Dataset records on the locations of objects:
════════════════

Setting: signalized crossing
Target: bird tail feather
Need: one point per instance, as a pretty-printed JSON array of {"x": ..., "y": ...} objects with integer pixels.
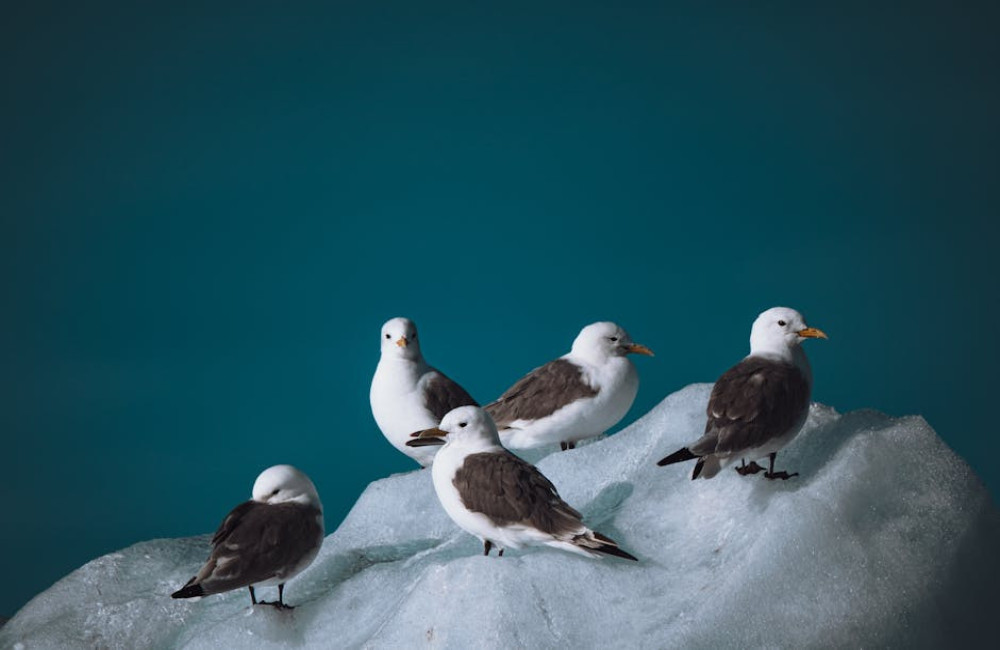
[
  {"x": 678, "y": 456},
  {"x": 595, "y": 541},
  {"x": 189, "y": 590}
]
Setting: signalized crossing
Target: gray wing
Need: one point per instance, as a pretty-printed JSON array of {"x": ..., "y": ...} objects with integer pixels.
[
  {"x": 256, "y": 542},
  {"x": 510, "y": 490},
  {"x": 441, "y": 395},
  {"x": 752, "y": 402},
  {"x": 540, "y": 393}
]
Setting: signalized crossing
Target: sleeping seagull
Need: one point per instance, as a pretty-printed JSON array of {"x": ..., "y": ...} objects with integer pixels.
[
  {"x": 758, "y": 405},
  {"x": 498, "y": 497},
  {"x": 265, "y": 541},
  {"x": 579, "y": 395},
  {"x": 407, "y": 395}
]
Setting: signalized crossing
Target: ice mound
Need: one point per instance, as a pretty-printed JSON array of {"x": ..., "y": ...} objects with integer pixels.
[{"x": 885, "y": 538}]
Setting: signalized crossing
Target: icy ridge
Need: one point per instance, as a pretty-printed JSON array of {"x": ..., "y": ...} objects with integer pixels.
[{"x": 885, "y": 538}]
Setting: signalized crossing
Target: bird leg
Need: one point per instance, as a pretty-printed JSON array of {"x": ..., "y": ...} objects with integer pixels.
[
  {"x": 745, "y": 469},
  {"x": 277, "y": 604},
  {"x": 771, "y": 474}
]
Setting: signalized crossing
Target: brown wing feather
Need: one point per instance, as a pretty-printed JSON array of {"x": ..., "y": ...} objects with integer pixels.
[
  {"x": 540, "y": 393},
  {"x": 752, "y": 402},
  {"x": 510, "y": 490},
  {"x": 255, "y": 542}
]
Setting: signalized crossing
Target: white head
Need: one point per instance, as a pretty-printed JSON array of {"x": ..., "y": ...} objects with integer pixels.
[
  {"x": 601, "y": 341},
  {"x": 466, "y": 425},
  {"x": 399, "y": 339},
  {"x": 780, "y": 330},
  {"x": 285, "y": 484}
]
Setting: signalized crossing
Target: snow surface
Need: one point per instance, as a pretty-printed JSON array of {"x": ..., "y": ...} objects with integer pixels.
[{"x": 885, "y": 539}]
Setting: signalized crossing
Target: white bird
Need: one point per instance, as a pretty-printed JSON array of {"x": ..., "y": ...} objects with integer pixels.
[
  {"x": 500, "y": 498},
  {"x": 577, "y": 396},
  {"x": 265, "y": 541},
  {"x": 760, "y": 404},
  {"x": 407, "y": 395}
]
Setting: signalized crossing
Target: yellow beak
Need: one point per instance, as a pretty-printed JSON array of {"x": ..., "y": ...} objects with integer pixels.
[
  {"x": 635, "y": 348},
  {"x": 812, "y": 333}
]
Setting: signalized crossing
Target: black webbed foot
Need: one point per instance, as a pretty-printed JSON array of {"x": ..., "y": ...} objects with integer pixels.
[
  {"x": 784, "y": 476},
  {"x": 275, "y": 604},
  {"x": 772, "y": 475}
]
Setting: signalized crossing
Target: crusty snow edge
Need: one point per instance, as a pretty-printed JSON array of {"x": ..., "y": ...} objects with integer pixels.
[{"x": 885, "y": 538}]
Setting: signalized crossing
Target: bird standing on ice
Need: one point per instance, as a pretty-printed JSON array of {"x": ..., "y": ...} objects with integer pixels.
[
  {"x": 407, "y": 395},
  {"x": 265, "y": 541},
  {"x": 758, "y": 405},
  {"x": 577, "y": 396},
  {"x": 498, "y": 497}
]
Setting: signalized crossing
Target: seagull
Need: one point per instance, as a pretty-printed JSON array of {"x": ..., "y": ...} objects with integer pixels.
[
  {"x": 407, "y": 395},
  {"x": 265, "y": 541},
  {"x": 498, "y": 497},
  {"x": 577, "y": 396},
  {"x": 758, "y": 405}
]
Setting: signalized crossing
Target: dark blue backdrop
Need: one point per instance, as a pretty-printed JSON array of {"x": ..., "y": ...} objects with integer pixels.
[{"x": 208, "y": 211}]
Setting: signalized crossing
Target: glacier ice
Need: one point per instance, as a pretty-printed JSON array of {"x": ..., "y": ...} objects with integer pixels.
[{"x": 885, "y": 538}]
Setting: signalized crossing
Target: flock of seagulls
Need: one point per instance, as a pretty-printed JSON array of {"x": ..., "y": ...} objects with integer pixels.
[{"x": 755, "y": 409}]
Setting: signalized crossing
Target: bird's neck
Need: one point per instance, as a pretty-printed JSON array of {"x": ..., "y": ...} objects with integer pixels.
[
  {"x": 415, "y": 366},
  {"x": 794, "y": 355}
]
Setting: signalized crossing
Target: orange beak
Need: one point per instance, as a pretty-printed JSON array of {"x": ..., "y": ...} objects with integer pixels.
[
  {"x": 635, "y": 348},
  {"x": 812, "y": 333}
]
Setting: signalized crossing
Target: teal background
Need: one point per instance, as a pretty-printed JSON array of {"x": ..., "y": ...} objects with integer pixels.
[{"x": 208, "y": 211}]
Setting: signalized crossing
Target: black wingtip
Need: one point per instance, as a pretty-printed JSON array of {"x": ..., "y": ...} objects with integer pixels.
[
  {"x": 610, "y": 547},
  {"x": 617, "y": 552},
  {"x": 678, "y": 456},
  {"x": 188, "y": 591}
]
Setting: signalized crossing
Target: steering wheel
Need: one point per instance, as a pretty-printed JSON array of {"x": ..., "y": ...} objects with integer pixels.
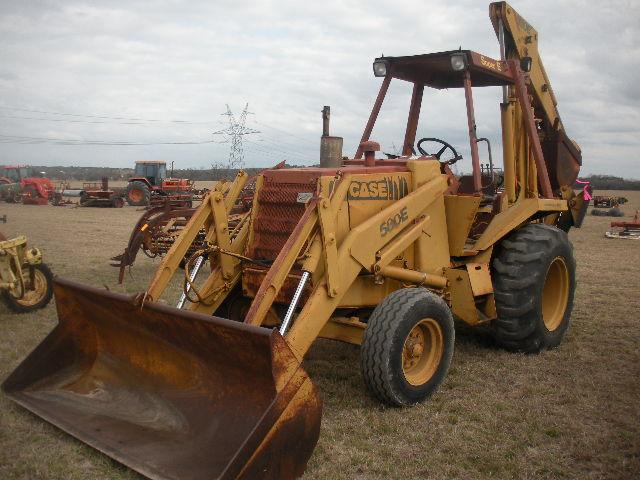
[{"x": 439, "y": 153}]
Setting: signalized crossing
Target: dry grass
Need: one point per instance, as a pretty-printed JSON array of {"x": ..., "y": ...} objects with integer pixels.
[{"x": 569, "y": 413}]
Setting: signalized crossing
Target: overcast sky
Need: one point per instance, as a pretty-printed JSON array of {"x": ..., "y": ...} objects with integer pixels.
[{"x": 162, "y": 72}]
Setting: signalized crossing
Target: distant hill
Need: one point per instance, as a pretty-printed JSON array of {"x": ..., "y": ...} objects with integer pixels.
[{"x": 609, "y": 182}]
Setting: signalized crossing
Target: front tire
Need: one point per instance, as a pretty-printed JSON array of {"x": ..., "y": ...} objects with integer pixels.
[
  {"x": 37, "y": 298},
  {"x": 534, "y": 282},
  {"x": 407, "y": 347}
]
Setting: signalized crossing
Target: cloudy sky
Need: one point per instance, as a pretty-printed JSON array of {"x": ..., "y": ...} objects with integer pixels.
[{"x": 159, "y": 75}]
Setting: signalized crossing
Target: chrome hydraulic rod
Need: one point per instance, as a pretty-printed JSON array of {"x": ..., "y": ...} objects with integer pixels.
[
  {"x": 192, "y": 277},
  {"x": 294, "y": 302}
]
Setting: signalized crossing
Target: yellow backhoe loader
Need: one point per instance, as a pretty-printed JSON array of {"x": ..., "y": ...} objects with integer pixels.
[{"x": 378, "y": 253}]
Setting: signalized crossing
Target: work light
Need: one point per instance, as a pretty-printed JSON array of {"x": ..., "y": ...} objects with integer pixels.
[
  {"x": 380, "y": 68},
  {"x": 458, "y": 62}
]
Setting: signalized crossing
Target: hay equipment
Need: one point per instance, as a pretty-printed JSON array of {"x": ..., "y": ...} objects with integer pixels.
[
  {"x": 377, "y": 253},
  {"x": 100, "y": 195},
  {"x": 26, "y": 284},
  {"x": 18, "y": 183},
  {"x": 626, "y": 230}
]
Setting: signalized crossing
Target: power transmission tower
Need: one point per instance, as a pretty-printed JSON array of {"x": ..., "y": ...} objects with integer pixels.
[{"x": 234, "y": 132}]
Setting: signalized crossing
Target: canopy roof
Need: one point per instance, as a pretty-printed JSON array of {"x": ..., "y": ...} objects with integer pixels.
[{"x": 434, "y": 69}]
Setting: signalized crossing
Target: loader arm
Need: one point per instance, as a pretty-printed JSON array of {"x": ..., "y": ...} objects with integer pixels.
[{"x": 213, "y": 214}]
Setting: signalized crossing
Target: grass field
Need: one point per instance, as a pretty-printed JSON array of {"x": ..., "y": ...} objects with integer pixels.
[{"x": 573, "y": 412}]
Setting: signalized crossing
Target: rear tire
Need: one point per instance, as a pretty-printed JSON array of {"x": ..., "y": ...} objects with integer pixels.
[
  {"x": 117, "y": 202},
  {"x": 407, "y": 347},
  {"x": 33, "y": 299},
  {"x": 534, "y": 283},
  {"x": 138, "y": 194}
]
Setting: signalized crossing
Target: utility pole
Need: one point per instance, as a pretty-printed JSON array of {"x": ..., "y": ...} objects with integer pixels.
[{"x": 235, "y": 131}]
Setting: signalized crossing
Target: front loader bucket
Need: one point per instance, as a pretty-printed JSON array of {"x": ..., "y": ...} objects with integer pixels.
[{"x": 171, "y": 394}]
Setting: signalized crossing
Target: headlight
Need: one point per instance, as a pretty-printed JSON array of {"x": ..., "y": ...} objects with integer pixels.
[
  {"x": 458, "y": 62},
  {"x": 380, "y": 68}
]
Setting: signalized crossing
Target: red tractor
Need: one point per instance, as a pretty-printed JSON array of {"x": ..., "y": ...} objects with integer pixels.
[
  {"x": 150, "y": 183},
  {"x": 32, "y": 190}
]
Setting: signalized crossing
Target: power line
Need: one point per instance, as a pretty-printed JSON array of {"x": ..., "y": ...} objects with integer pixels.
[
  {"x": 63, "y": 141},
  {"x": 106, "y": 117},
  {"x": 236, "y": 131}
]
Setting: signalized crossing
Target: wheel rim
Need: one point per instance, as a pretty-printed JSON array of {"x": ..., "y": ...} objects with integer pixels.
[
  {"x": 422, "y": 352},
  {"x": 555, "y": 294},
  {"x": 135, "y": 194},
  {"x": 32, "y": 297}
]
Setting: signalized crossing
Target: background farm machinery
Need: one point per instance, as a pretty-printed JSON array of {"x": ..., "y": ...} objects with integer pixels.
[
  {"x": 18, "y": 183},
  {"x": 151, "y": 186},
  {"x": 626, "y": 230},
  {"x": 159, "y": 226}
]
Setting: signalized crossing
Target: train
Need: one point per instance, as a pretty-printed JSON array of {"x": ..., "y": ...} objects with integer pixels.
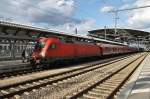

════════════════

Locate each line in the records above that contains the word "snow", and copy those lines.

Target: snow surface
Target: crusty snow edge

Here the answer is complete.